● Pointing dataset records
********

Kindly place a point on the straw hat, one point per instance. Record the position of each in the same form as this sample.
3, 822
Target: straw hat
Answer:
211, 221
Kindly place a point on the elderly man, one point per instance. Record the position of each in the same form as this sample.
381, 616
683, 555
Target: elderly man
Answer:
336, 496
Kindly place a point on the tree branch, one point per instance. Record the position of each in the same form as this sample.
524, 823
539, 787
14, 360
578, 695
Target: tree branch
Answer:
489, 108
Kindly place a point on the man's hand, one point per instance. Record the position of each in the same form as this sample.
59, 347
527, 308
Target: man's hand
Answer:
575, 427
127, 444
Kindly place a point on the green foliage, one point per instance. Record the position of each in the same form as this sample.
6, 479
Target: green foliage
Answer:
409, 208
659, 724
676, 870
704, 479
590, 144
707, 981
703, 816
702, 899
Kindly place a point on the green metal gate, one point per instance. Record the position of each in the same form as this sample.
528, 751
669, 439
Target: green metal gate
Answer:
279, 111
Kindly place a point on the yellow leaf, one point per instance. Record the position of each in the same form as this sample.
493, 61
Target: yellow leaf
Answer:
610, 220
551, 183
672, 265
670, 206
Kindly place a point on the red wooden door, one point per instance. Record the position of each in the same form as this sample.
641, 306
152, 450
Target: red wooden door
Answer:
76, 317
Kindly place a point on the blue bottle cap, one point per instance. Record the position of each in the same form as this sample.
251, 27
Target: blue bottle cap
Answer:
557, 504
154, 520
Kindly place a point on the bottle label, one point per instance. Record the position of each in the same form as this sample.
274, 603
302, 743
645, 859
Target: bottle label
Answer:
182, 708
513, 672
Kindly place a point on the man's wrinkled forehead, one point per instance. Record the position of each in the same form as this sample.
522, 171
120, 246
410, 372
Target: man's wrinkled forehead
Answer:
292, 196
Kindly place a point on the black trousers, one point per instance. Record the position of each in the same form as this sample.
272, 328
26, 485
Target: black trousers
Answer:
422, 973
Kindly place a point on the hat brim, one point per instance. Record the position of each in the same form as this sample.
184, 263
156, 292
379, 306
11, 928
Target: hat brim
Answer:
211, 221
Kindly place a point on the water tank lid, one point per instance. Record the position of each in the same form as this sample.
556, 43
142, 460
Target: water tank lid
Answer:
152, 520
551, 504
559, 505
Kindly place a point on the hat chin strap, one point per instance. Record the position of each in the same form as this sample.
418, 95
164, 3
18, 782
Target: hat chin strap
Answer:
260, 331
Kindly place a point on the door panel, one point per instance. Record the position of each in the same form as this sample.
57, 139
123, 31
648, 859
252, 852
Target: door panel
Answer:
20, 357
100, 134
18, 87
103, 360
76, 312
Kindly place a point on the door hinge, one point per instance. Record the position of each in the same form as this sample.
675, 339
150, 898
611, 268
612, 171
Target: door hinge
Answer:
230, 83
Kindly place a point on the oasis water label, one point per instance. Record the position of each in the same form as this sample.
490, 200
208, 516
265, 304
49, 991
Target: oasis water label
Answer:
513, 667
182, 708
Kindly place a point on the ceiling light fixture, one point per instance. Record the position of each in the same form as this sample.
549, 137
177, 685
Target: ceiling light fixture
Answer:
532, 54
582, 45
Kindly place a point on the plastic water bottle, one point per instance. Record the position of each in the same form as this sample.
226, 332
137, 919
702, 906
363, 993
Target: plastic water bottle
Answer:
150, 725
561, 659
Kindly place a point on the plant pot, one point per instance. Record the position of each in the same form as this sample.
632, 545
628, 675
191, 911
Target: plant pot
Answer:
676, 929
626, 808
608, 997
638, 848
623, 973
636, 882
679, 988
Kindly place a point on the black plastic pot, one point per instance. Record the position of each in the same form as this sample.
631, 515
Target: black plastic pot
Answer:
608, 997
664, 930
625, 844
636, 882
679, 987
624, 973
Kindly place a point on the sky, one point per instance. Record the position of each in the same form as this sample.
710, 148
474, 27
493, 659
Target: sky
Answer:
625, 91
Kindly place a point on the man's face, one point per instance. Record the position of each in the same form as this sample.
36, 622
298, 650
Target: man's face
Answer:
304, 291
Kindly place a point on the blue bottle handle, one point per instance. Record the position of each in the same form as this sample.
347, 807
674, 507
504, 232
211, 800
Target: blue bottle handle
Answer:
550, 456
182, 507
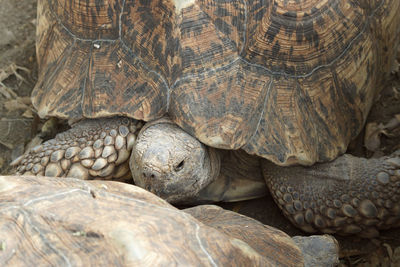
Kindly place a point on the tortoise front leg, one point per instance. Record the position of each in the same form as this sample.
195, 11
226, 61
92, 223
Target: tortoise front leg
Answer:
91, 149
349, 195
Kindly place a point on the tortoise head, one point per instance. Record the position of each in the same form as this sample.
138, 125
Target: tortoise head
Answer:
171, 163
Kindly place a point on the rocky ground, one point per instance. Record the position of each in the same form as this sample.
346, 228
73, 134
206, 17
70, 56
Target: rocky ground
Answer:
20, 128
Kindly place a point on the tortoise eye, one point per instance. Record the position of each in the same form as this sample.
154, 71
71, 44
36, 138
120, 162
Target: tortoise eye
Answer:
179, 166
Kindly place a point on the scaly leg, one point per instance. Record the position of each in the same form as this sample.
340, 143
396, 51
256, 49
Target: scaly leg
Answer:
91, 149
349, 195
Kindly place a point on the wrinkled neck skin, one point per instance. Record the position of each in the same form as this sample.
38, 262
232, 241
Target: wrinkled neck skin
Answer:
172, 164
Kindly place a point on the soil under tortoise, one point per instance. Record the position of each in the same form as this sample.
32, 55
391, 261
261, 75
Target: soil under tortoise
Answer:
72, 222
289, 82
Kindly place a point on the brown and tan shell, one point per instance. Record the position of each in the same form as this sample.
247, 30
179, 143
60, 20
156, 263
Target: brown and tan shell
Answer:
70, 222
291, 81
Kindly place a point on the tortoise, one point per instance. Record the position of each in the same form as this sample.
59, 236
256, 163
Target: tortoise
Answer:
238, 90
68, 223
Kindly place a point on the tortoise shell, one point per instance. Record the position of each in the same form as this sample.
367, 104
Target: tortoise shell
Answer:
70, 222
291, 81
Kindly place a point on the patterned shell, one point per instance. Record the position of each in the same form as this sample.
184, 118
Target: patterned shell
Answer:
289, 80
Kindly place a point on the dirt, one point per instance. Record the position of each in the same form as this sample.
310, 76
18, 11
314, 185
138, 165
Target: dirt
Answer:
21, 128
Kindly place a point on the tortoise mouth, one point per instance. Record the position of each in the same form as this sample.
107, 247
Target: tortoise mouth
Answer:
172, 164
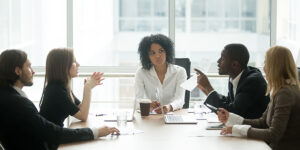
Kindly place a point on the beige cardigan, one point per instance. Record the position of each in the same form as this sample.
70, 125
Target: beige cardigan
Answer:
280, 124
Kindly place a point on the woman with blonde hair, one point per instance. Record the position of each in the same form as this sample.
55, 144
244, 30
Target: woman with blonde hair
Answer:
279, 125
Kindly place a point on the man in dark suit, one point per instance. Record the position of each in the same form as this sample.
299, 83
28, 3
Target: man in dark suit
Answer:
247, 86
22, 127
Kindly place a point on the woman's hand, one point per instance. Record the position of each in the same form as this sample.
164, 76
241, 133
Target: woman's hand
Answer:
226, 130
154, 105
94, 80
104, 131
223, 115
166, 109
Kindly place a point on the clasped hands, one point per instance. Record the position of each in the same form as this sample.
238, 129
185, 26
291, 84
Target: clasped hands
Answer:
223, 116
156, 106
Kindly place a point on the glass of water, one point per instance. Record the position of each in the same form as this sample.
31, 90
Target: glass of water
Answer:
121, 119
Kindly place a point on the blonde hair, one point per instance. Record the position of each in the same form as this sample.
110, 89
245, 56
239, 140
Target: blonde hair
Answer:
280, 67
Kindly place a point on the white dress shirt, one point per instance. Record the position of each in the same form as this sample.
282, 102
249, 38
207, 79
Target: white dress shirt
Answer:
235, 82
170, 92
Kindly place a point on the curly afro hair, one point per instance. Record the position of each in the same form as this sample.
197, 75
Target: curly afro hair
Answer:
163, 41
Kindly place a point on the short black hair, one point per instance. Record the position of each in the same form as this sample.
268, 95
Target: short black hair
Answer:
9, 60
237, 52
163, 41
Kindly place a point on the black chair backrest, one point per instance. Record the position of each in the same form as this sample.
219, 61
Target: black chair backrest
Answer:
186, 64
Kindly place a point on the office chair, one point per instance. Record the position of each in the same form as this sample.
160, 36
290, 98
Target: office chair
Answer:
186, 64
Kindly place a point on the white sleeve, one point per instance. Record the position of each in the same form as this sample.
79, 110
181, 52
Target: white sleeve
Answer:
139, 86
234, 119
95, 132
240, 130
178, 99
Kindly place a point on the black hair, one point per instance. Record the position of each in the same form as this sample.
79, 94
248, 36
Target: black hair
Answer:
237, 52
163, 41
9, 60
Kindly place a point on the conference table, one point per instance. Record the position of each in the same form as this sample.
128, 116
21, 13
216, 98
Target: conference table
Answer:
160, 136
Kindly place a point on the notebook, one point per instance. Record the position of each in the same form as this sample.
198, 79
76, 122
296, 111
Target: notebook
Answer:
179, 119
113, 117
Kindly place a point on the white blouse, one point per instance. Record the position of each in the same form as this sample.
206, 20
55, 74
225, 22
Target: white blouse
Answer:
147, 84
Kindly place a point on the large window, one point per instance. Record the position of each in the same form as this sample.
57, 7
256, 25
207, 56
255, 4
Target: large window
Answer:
212, 24
288, 26
105, 35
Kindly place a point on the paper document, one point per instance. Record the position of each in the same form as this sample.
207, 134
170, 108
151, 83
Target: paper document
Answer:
129, 131
190, 84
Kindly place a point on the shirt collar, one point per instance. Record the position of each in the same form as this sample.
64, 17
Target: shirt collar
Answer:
22, 93
236, 80
170, 70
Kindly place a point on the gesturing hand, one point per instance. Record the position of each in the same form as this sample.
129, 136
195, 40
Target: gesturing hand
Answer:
104, 131
94, 80
226, 130
223, 115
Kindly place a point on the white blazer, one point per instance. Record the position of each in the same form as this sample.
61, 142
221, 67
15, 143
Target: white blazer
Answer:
170, 92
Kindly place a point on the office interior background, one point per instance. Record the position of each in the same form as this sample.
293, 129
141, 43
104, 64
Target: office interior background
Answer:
105, 35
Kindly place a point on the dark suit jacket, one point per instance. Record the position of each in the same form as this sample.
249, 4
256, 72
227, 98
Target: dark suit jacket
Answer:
280, 124
22, 127
250, 100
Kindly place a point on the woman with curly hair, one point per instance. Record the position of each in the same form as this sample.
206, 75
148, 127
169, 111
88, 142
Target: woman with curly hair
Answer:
159, 79
279, 125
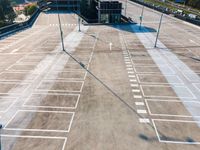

********

● Exercise objective
Locate each line in the records above that contains the word "foliage" and copy those lines. Case counts.

● Answer to the problem
Kindly place a point on the green foliage, one point per instance. Record the position of each in the same form as this sample.
Target: green foliage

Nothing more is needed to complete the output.